Harmony final report

libby.miller@bristol.ac.uk

July 2002

Background

The Harmony project was funded in 1999 to investigate multimedia metadata for resource discovery.

From the website: [1]

The potential of digital libraries lies in their ability to store and deliver complex multimedia resources that combine text, image, audio and video components. The relationships between these components are multifaceted including  temporal, spatial structural and semantic and any descriptions of a multimedia resource must account for these relationships.

The original project proposal for Harmony presented the need to extend the Dublin Core element set to work better for multi-media applications. The Harmony project's work has been about articulating a model that integrates the representation of media-specific metadata attributes (filesizes, data formats, image/video substructure) alongside other information critical to the effective retrieval of multi-media content.

The Harmony collaboration has led to a metadata representational model (aka ontology, vocabulary, schema) and XML/RDF query implementation (query language and database search system) that supports resource discovery applications over multi-media, multi-vocabulary metadata descriptions.

Partners

Cornell Digital Library Research Group, USA [2]
Distributed Systems Technology Centre, Australia [3]
Institute for Learning and Research Technology UK [4]

The principal investigators were Dan Brickley of ILRT, Carl Lagoze of Cornell, and Jane Hunter of DSTC.
Associated researchers included Libby Miller of ILRT.
Dan left the ILRT in 2001, but continued to support the project. Libby Miller became the ILRT's principal investigator after May 2001.

Of the three partners, only ILRT was funded by JISC. This led to a mismatch between JISC's expectations of deliverables and JISC's control over the participating institutions funded by other organisations. The ILRT deliverables were specified in more detail in June 2001 to resolve this problem.

Dataset excerpt

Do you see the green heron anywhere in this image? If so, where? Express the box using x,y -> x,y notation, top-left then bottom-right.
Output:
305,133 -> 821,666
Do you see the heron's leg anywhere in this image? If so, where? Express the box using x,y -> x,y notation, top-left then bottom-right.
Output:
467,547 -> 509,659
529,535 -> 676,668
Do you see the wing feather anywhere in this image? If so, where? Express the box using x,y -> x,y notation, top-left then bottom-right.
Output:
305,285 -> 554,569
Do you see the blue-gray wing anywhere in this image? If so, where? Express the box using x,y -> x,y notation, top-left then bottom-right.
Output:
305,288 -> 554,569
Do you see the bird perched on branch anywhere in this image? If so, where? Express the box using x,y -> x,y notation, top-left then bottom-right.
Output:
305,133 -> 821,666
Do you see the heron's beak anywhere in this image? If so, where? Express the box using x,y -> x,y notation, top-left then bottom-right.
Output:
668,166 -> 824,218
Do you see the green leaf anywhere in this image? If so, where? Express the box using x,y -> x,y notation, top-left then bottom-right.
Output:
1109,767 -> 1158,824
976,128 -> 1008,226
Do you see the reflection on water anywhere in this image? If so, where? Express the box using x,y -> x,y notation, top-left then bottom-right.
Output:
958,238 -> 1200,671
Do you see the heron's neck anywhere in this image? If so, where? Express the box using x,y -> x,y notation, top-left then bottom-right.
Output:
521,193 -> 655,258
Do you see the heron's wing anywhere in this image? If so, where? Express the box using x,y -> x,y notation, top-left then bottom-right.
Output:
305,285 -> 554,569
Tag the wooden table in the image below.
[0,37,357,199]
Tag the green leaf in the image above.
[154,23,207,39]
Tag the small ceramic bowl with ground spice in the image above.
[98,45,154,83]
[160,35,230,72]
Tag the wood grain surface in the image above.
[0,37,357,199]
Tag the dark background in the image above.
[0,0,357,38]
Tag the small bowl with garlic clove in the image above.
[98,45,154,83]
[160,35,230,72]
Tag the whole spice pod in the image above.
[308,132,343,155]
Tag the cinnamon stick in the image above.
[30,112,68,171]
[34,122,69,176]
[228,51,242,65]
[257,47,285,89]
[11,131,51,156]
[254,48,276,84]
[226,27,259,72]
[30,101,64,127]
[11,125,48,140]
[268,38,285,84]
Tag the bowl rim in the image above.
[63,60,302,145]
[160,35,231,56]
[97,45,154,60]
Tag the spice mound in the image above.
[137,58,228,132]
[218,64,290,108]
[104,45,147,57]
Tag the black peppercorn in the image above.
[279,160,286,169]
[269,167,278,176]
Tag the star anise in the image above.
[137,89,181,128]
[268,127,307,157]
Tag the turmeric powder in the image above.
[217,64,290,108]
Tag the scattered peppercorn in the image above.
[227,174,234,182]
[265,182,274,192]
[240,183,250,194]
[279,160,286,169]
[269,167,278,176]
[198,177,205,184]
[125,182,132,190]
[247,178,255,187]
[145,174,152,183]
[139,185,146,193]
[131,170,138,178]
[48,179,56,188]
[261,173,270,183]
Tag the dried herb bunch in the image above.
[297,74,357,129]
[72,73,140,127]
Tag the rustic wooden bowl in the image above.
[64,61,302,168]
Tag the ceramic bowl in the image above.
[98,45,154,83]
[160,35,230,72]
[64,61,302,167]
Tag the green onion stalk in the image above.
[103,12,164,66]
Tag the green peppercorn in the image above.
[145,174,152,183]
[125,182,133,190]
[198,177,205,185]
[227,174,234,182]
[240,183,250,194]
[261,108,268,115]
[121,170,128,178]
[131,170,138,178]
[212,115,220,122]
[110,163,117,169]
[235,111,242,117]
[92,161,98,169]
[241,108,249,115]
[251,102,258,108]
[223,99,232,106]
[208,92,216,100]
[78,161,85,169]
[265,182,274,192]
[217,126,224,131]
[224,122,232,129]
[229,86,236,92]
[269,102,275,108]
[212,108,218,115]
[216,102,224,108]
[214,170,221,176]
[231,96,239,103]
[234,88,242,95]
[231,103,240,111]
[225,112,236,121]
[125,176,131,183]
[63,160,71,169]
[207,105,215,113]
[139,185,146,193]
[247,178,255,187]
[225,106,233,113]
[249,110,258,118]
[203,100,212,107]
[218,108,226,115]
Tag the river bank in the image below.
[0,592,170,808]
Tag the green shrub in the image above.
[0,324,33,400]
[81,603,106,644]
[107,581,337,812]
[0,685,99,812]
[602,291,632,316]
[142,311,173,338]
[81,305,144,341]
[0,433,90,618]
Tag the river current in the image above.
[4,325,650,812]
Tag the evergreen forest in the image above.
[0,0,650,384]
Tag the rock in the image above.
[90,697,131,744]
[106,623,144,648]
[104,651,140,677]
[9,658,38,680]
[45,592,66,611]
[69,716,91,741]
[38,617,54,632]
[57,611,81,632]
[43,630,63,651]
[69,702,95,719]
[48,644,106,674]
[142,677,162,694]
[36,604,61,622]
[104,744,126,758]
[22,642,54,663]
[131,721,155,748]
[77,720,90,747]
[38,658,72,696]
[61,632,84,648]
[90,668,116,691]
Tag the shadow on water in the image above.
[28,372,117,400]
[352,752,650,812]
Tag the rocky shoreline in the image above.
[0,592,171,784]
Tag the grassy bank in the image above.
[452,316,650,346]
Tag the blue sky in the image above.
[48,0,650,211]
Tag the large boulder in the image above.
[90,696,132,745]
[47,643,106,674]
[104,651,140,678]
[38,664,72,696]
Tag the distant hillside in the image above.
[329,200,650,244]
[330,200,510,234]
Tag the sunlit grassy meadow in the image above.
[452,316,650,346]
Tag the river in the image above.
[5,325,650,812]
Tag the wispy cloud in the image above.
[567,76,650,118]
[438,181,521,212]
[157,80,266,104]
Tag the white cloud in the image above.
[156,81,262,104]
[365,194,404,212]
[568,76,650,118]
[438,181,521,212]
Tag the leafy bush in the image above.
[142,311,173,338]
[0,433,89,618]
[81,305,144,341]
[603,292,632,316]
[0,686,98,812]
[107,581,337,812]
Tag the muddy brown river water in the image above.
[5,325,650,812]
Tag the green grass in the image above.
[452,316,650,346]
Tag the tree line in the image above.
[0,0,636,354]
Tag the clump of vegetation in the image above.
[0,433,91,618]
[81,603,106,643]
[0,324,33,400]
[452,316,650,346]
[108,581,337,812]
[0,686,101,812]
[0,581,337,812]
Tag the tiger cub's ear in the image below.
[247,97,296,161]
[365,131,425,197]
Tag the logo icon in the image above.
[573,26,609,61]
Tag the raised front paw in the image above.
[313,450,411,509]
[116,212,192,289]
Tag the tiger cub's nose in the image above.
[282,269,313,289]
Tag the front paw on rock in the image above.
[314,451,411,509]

Exercise requirements:
a: In the Harmony final report, who became the ILRT's principal investigator after May 2001?
b: Reproduce the Harmony final report word for word, starting at the words "Cornell Digital Library" and ending after "Hunter of DSTC.".

Worked solutions:
a: Libby Miller

b:
Cornell Digital Library Research Group, USA [2]
Distributed Systems Technology Centre, Australia [3]
Institute for Learning and Research Technology UK [4]

The principal investigators were Dan Brickley of ILRT, Carl Lagoze of Cornell, and Jane Hunter of DSTC.